▶ _Selection_:
........
|Shares Out. (in M):||702||P/E||8||6.6|
|Market Cap (in $M):||60,000||P/FCF||n/a||n/a|
|Net Debt (in $M):||14,000||EBIT||0||0|
The Celgene / Bristol Myers Squibb deal presents an interesting merger arbitrage opportunity. The deal was announced on 1/3/19 and if it goes through CELG shareholders will receive: 1) $50 in cash 2) 1 BMY share 3) 1 CVR related to Celgene's current drug pipeline.
In terms of the CVR, it could ultimately be worth $9, but could also be worth 0 given it is binary: in order for it to pay-out three drugs need to be approved by specific dates - most market participants think this is a combined 55-70% for each one ^ 3 which gets to a compound probabilty of ~20% so around $2-2.50 in expected value. There is some risk on some of the timelines as they are quite close to Celgene management targets so if they are delayed at all or need to be refiled and miss the deadline, the CVR is worthless (i.e., if even one drug misses the relevant date the CVR is a 0).
The deal has had a fairly wide spread for a deal of this nature given concerns someone would go activist on BMY to try to block the deal given BMY's stock dropped ~12% in response to the deal, and so this presented a big risk for the long CELG / short BMY trade. There were rumors for some time that Starboard had taken a position in BMY, but it was not clear they were necessarily against the CELG deal. There were several news articles and an interview with Jeff Smith and David Faber that hinted they might be against the deal.
The WSJ article also noted that Dodge & Cox is potentially against the deal, though noted this does not necessarily mean they would vote against it.
........
▶ _Data supplied_:
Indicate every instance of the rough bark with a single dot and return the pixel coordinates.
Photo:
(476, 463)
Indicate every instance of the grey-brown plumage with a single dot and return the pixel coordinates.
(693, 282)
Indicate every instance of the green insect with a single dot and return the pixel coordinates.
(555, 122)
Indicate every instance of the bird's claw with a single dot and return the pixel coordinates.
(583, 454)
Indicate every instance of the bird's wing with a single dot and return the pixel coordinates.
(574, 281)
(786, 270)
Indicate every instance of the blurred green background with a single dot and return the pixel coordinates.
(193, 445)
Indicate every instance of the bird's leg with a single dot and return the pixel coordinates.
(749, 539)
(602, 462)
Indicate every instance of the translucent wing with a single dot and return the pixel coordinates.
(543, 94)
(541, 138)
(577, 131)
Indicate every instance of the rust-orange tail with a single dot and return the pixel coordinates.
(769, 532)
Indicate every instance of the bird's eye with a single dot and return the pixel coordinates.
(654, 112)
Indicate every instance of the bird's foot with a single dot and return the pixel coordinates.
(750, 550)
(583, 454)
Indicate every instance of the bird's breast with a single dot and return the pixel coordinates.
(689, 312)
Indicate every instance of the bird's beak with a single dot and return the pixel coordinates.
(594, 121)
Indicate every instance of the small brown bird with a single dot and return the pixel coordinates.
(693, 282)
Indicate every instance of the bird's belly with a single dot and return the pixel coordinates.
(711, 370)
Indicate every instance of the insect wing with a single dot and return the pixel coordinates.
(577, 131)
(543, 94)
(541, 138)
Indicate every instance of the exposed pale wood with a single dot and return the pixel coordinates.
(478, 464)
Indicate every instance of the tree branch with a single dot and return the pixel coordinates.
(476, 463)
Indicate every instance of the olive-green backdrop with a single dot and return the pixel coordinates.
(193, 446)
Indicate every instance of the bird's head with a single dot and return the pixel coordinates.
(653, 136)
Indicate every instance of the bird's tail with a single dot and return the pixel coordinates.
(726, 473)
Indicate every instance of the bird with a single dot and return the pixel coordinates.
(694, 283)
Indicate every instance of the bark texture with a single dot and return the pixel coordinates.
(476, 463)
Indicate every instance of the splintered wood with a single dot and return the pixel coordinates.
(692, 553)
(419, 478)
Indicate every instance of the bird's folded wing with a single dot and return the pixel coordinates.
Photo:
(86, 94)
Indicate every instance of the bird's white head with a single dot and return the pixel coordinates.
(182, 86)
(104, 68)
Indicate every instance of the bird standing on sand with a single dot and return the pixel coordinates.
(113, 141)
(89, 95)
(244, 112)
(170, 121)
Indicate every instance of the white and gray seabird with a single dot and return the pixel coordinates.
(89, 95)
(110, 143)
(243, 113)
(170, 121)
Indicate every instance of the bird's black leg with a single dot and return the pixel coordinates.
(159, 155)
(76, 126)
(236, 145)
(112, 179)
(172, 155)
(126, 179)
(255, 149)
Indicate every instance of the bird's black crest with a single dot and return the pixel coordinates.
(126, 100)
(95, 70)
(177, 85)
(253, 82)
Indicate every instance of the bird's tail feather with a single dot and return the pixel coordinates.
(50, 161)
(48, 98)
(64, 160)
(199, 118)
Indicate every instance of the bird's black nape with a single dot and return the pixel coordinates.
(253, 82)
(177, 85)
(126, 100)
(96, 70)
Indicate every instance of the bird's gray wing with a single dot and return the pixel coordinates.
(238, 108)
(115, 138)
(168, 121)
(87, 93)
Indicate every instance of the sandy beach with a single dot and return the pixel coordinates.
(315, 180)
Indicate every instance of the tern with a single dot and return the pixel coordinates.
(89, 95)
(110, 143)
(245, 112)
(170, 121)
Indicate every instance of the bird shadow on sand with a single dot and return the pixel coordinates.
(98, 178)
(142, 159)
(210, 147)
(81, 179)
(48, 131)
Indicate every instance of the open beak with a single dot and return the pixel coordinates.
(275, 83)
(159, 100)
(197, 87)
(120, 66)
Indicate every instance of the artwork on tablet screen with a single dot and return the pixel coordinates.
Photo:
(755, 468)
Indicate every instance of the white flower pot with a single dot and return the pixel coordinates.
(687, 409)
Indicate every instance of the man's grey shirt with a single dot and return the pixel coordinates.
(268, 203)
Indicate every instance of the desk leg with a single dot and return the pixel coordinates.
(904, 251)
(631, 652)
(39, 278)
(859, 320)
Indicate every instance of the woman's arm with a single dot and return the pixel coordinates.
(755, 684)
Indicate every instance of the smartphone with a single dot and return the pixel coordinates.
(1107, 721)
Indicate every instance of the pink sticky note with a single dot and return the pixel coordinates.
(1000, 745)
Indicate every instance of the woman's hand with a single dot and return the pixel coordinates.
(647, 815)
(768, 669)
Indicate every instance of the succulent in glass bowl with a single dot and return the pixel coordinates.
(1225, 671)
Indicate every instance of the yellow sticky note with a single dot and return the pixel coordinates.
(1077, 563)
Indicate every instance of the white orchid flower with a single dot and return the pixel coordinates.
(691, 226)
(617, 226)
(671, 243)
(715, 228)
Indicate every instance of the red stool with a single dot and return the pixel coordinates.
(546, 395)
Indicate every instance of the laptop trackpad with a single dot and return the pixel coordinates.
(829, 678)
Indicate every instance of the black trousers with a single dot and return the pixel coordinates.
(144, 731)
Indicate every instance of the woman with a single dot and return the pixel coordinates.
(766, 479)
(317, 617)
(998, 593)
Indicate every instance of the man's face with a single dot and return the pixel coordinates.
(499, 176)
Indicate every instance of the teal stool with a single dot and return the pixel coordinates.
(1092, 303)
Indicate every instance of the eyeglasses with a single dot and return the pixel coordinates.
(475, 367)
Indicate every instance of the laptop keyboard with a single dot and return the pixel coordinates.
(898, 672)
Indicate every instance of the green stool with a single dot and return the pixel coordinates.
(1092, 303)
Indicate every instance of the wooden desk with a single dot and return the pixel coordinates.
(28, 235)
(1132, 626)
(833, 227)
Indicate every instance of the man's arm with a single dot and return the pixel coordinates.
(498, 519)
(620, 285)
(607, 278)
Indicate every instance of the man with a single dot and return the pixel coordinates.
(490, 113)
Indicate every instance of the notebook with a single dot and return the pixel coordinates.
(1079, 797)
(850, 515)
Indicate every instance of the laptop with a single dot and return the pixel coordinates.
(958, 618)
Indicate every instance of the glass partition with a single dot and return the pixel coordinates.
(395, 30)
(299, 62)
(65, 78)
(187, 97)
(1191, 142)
........
▶ _Written tasks_:
(a) Reproduce the portion of the listing that opens with the line containing "Indicate every instance of the woman's hand" and closes with the line containing "(1077, 563)", including both of those lines.
(b) Carry the merger arbitrage passage forward from its final sentence.
The merger arbitrage passage and the listing are independent of each other.

▶ _Responses in order_:
(a)
Indicate every instance of the woman's hand with a single dot and return the pixel coordinates.
(647, 815)
(768, 669)
Indicate every instance of the succulent in glass bowl with a single dot and return the pixel coordinates.
(1225, 671)
Indicate every instance of the yellow sticky note with a single dot and return the pixel coordinates.
(1077, 563)

(b)
Wednesday afternoon, Wellington which owns 8% of BMY came out against the deal, noting:
"While Wellington agrees that Bristol-Myers should be active in business development that secures differentiated science and broadens the future revenue base, Wellington does not believe that the Celgene transaction is an attractive path towards accomplishing this goal. Wellington’s conclusion is based upon three tenets: 1) the transaction asks BMY shareholders to accept too much risk and the terms offer BMY shares to CELG shareholders at a price well below implied asset value; 2) execution success could be more difficult to achieve than depicted by Company management; and 3) alternative paths to create value for BMY shareholders could be more attractive."
There is some debate around how big Wellington's actual voting stake is given they noted in their 13D they have voting power over 28.2mm shares vs. their economic stake of 125.7mm shares (2% of shares out and 8% of shares out respectively). The shares that they economically own but do not control the voting for are related to Vanguard mutual funds that Wellington is the investment advisor for. No one knows for sure how these shares will be voted (i.e., if they will vote in-line with other Vanguard or shares, or if Wellington's input will be listened to and they will be voted in-line with Wellington's position).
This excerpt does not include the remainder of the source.